Output exactly the lines that run from the line with "mark: the white window frame" to the end of the material, both ends included, and no other lines.

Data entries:
——
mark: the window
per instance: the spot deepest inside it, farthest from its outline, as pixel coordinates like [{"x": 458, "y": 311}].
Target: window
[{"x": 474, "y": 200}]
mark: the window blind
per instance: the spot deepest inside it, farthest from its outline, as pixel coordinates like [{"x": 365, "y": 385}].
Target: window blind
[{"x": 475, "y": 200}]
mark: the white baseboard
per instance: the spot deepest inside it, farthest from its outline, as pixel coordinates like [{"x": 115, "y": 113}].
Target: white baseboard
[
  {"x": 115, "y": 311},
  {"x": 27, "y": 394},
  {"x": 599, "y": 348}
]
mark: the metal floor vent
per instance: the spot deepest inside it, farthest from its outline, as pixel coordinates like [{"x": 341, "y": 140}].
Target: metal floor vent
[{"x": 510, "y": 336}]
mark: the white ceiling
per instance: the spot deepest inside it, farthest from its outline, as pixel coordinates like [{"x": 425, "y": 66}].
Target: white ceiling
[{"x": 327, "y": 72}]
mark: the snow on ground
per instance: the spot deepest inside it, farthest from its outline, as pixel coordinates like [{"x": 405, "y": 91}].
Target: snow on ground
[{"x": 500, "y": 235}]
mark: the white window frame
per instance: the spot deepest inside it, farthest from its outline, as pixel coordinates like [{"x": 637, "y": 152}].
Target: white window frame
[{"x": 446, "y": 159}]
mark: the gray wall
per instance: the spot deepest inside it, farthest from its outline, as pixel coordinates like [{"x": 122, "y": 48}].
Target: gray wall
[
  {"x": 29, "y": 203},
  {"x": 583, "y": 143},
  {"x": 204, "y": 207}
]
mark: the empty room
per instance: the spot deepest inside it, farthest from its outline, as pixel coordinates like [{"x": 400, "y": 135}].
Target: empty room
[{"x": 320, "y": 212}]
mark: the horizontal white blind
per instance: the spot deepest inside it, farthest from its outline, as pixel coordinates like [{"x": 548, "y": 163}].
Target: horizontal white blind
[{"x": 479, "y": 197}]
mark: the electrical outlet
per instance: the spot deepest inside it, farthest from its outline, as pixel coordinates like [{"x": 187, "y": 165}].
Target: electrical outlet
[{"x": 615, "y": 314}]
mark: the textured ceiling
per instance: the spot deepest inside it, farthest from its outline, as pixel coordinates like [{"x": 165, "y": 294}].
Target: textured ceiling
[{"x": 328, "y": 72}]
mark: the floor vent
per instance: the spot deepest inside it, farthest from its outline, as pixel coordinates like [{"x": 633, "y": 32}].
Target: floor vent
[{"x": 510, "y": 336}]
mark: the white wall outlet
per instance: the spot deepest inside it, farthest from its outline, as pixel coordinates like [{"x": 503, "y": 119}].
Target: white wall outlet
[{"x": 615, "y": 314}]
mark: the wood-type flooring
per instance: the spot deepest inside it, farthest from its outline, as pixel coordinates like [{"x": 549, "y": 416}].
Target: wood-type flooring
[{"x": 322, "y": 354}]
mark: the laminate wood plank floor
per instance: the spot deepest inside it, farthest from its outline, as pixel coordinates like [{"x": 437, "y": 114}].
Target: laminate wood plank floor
——
● RESULT OF THIS EXERCISE:
mark: the white window frame
per instance: the spot deepest inside it, farthest from its outline, as pixel coordinates like [{"x": 637, "y": 152}].
Target: white window frame
[{"x": 446, "y": 159}]
mark: the gray wall
per instance: the spot deepest inside it, farthest from its outline, as pixel coordinates like [{"x": 122, "y": 48}].
Target: gray wall
[
  {"x": 29, "y": 203},
  {"x": 583, "y": 143},
  {"x": 204, "y": 207}
]
mark: the empty room
per instance: the spot deepest inside it, farthest from its outline, as pixel coordinates like [{"x": 400, "y": 135}].
Target: empty room
[{"x": 320, "y": 212}]
mark: the horizontal white blind
per instance: the spot deepest inside it, farthest from its outline, as pixel coordinates like [{"x": 548, "y": 163}].
Target: horizontal white blind
[{"x": 479, "y": 197}]
mark: the electrical outlet
per instance: the spot deepest inside it, farthest from its outline, as pixel coordinates like [{"x": 187, "y": 165}].
Target: electrical outlet
[{"x": 615, "y": 314}]
mark: the textured ceiling
per instance: the spot deepest inside it, farthest from its outline, as pixel coordinates like [{"x": 165, "y": 294}].
Target: textured ceiling
[{"x": 328, "y": 72}]
mark: the floor vent
per instance: the spot deepest inside it, farthest from its outline, as pixel coordinates like [{"x": 633, "y": 32}].
Target: floor vent
[{"x": 510, "y": 336}]
mark: the white wall outlet
per instance: the spot deepest inside it, farthest from its outline, as pixel coordinates like [{"x": 503, "y": 119}].
Target: white wall outlet
[{"x": 615, "y": 314}]
mark: the wood-type flooring
per instance: the spot deepest inside it, farthest from its outline, as pixel coordinates like [{"x": 549, "y": 416}].
Target: wood-type flooring
[{"x": 322, "y": 354}]
mark: the laminate wood plank floor
per instance: the spot deepest inside it, farthest from its outline, as pixel coordinates like [{"x": 437, "y": 114}].
Target: laminate wood plank floor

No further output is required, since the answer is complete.